What this exercise asks:
**a.** In the interview transcript, what app does the speaker use to learn languages?
**b.** Write out the interview transcript word for word, from "Yeah. So how." up to and including "product marketing leader?".

Text shown:
I wouldn’t say it’s intentional, but I’m always open for opportunities wherever the path takes me. And this opportunity has given me the work life balance that I’m looking for, the opportunity to try and do different things. and this is where I call my portfolio life. So I am, maybe five parts, right? I’m a product marketer. I’m a mentor, I’m a teacher, I’m an explorer, a photographer, an author, all of those things.

And I want to do the things that matter. And I’m a student at the same time. Right. I’m learning languages on Duolingo just because I want to learn. And I don’t think all of those will be feasible if I have what I had before. And now I’m also taking care of my own mental well-being and taking care of the people that I work with. So it’s a cross collaboration. At the end of the day, whether I’m a people leader or not, I know I’m a people leader, and that’s that’s all that matters. I’m not a big believer in titles and positions. I think product marketing has taught me that influence and inspiration comes from within. And you can lead, folks, whether you have the title or not.

Yeah. No. Fair enough. I think that’s a much bigger discussion. We can have a whole podcast topic around how you build your identity. First of all, do you tie your identity towards a job title? Why or why not? Why should someone care? Why should others? Why should you care?

That’s pretty much how we have been trained, through life.

Right? It’s the credentials that define who you are. And I want to break that stigma as well, amongst many other stigmas that I’m working to break from mental well-being to, just taking care of your own self. It’s okay to take care of your own self, because if you can’t take care of yourself, then you can’t take care of your team. You can’t take care of your mentees, your family, your community for that matter. So yeah. Absolutely. Yeah.

For sure. Yeah. So the other part, the other part of the question, which I didn’t get answers for, is you did mention about the product marketing structure, but how about other parts within marketing? And you also mentioned I think the CRO now owns both marketing and sales. So sheds light on the idea and sales. 

Yeah. So how. Yeah. If you can share of course, without going into too much detail in terms of how the marketing and the sales are structured, and then how do you interact, like how do you shape your interactions as the product marketing leader?


So it is part of the GTM, right? It is driving the growth factor, into where we want to be as an organisation. 


And that has been part of the equation of how do we bring those teams together so that we can all work and grow in the same direction, if you will?

Yeah. Fair enough. All right. The final question for you is what advice would you give to your younger self if you were to turn back the clock and go back to day one of your go to market journey?

I would say be patient, to myself, to really listen. Because sometimes others perceptions can shape or break your identity and what you are working towards. And then please, please be empathetic to yourself if things don’t seem to be working, if it feels like a struggle day in and day out, it’s not worth it. I’ve had so many students, so many mentees come and share short stories after stories of what it’s like in their organisation or what is working, what is not working.

And it’s appalling sometimes to be like, how can we keep doing this day in and day out? And it still continues to be the case, right? We’re all going through layoffs, in organisations and. Somewhere down the line. I think we have to be really mindful of how we look at employee satisfaction, right? We all believe in customer satisfaction. We talk about customer lifetime value, but not much emphasis on employee well-being. And, as much as we’re doing what we can. Right. Mindfulness app is not going to solve the internal challenges that an organisation might have. So. I’m a big believer of Simon Sinek, so the concept of starting with why has always got me to ask the question, and also shape the future of authentic leadership across right where without people and without values, there are no companies. So maybe we can part with that thought.

Information supplied:

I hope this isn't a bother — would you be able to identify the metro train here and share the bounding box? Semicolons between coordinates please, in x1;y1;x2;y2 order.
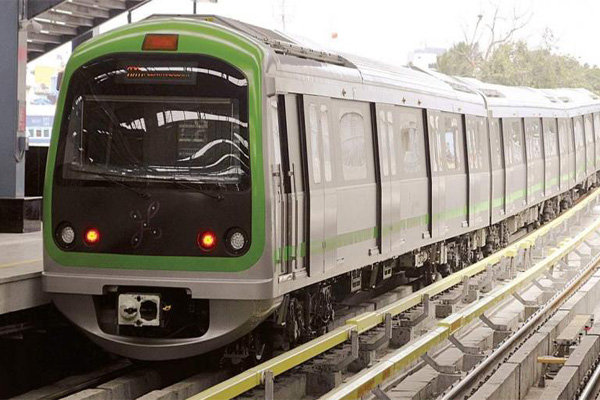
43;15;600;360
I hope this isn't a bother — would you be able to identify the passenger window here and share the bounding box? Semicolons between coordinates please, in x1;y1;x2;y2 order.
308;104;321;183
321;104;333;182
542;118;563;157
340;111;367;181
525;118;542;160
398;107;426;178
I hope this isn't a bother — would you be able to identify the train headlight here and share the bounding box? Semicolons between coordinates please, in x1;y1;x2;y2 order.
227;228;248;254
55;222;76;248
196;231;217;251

* * *

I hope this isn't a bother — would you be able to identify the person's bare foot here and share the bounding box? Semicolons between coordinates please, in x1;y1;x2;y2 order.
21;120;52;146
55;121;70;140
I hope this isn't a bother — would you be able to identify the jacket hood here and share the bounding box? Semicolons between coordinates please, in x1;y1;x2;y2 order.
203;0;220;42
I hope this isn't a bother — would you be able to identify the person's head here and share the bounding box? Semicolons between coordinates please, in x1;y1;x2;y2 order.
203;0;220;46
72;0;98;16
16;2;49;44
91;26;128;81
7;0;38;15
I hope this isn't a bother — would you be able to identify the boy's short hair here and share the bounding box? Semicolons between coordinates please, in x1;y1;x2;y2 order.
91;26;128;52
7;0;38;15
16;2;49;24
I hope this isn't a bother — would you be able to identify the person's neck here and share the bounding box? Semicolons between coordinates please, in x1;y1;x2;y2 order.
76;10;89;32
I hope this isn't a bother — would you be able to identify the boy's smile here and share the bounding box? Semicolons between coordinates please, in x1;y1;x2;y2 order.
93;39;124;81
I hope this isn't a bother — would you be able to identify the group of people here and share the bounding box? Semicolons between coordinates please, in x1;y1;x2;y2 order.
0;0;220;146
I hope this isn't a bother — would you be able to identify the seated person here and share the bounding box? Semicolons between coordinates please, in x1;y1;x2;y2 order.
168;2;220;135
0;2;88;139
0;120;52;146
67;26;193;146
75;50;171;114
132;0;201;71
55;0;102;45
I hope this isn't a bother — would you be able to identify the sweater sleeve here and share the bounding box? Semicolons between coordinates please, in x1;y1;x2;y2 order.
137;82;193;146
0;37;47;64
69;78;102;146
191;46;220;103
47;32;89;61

Results for each task:
**a.** Duolingo.

**b.**
Yeah. So how. Yeah. If you can share of course, without going into too much detail in terms of how the marketing and the sales are structured, and then how do you interact, like how do you shape your interactions as the product marketing leader?